Skip to content

Pcap module

This module defines utility functions for working and converting PCAP files.

convert_pcap_to_ecs(pcap, dest, tls_keylog=None, tshark_bin=None, remove_index_messages=False, remove_filtered=False, packet_summary=False, packet_details=True, read_filter=None, protocol_match_filter=None, protocol_match_filter_parent=None)

Converts the given pcap file into elasticsearch compatbile format.

Calling convert_pcap_to_ecs(pcap, dest) is equivalent to

tshark -r pcap -T ek > dest

Note

See https://www.wireshark.org/docs/man-pages/tshark.html#j-protocol-match-filter for details on the match filters and other options.

Parameters:

Name Type Description Default
pcap Path

The pcap file to convert

required
dest Path

The destination file

required
tls_keylog Optional[pathlib.Path]

TLS keylog file to decrypt TLS on the fly.

None
tshark_bin Optional[pathlib.Path]

Path to your tshark binary (searches in common paths if not supplied)

None
remove_index_messages bool

If the elasticsearch bulk API index messages should be stripped from the output file. Useful when using logstash or similar instead of the bulk API.

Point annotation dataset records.
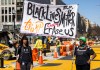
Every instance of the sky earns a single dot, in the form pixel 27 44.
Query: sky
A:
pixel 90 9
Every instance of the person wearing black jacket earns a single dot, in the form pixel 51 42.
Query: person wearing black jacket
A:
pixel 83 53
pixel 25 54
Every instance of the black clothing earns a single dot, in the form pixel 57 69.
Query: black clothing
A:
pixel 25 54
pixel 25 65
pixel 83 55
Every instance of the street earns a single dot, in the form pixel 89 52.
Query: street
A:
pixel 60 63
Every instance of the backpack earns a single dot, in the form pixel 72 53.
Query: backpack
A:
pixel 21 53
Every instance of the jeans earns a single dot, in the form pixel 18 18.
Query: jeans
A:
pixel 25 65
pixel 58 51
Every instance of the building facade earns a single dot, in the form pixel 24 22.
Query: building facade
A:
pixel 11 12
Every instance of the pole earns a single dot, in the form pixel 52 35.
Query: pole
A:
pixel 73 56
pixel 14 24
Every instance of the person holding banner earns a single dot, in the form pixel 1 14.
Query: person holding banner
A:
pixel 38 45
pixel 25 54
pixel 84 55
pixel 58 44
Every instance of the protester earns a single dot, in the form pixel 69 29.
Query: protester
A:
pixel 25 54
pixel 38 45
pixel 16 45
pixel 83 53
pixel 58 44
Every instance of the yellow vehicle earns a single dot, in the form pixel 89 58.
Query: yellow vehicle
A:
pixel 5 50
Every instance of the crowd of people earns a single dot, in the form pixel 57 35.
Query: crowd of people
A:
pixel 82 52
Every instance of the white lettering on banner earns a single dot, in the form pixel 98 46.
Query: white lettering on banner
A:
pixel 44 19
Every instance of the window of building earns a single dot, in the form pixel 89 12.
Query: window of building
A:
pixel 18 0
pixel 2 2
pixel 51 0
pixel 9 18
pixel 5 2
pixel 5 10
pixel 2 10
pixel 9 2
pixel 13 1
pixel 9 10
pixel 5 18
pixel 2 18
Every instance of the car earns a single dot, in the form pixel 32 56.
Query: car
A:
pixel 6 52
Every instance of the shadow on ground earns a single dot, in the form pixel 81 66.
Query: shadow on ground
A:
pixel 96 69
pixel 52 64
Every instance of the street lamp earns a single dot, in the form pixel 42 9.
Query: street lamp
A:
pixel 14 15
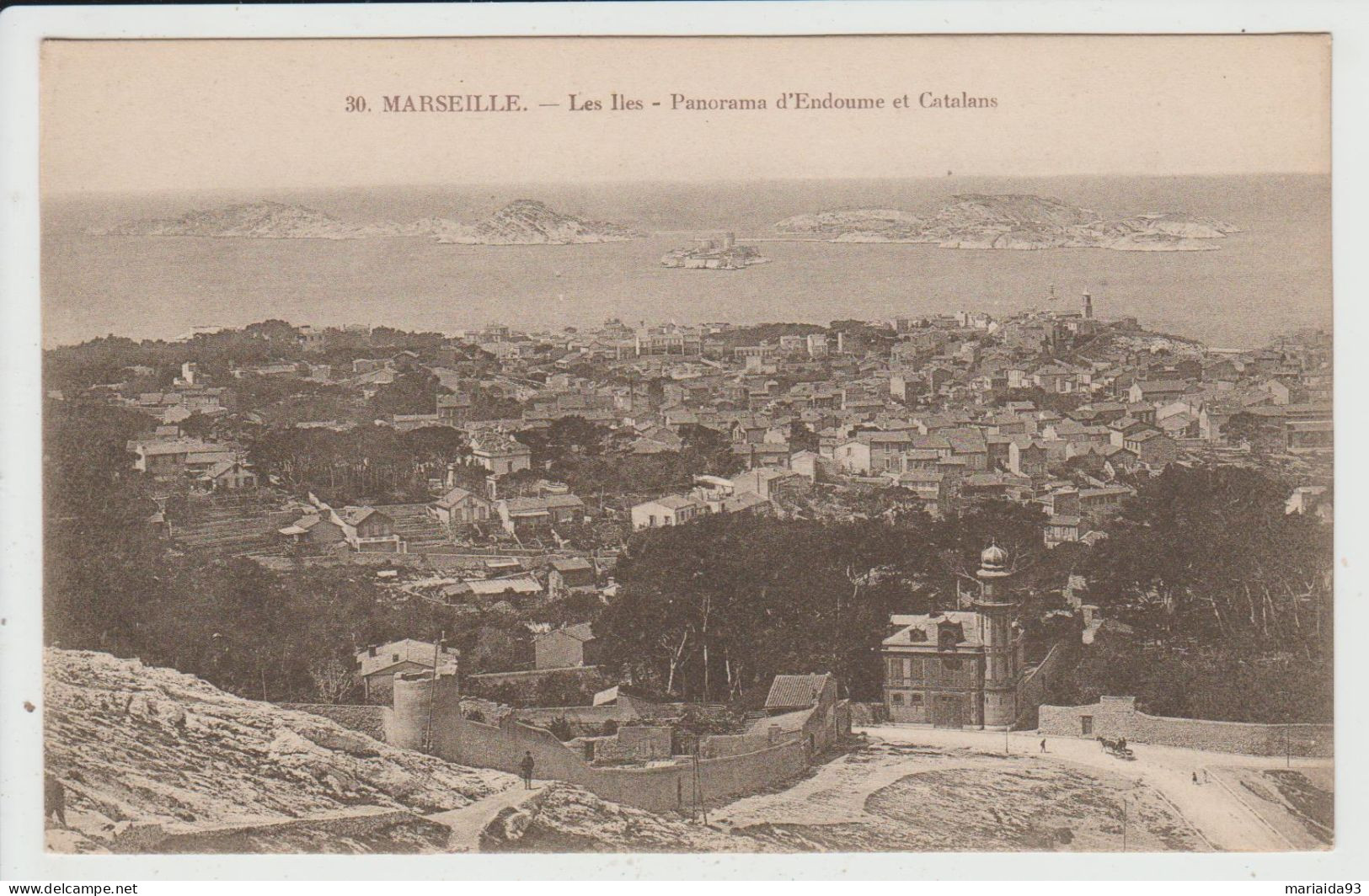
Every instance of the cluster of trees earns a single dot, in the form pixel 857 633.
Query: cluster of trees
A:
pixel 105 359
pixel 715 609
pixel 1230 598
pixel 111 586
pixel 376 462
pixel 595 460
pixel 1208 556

Complete the following.
1/ Answer the following questions using the Pcap module documentation.
(a) Which tshark command is calling convert_pcap_to_ecs(pcap, dest) equivalent to?
(b) What is the default value of packet_details in the function signature?
(c) Where is the tshark binary searched for if tshark_bin is not supplied?
2/ Set down the passage of the Pcap module documentation between "Pcap module" and "elasticsearch compatbile format.", inclusive.

Results for each task.
1/
(a) tshark -r pcap -T ek > dest
(b) True
(c) In common paths.

2/
Pcap module

This module defines utility functions for working and converting PCAP files.

convert_pcap_to_ecs(pcap, dest, tls_keylog=None, tshark_bin=None, remove_index_messages=False, remove_filtered=False, packet_summary=False, packet_details=True, read_filter=None, protocol_match_filter=None, protocol_match_filter_parent=None)

Converts the given pcap file into elasticsearch compatbile format.